### Input

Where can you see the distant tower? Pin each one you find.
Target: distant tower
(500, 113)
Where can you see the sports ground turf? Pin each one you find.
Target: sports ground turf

######

## [Work task]
Wherever the word "ground" appears in a line of the data, copy that line.

## [Finished exercise]
Where can you see the sports ground turf? Pin each one you find.
Target: sports ground turf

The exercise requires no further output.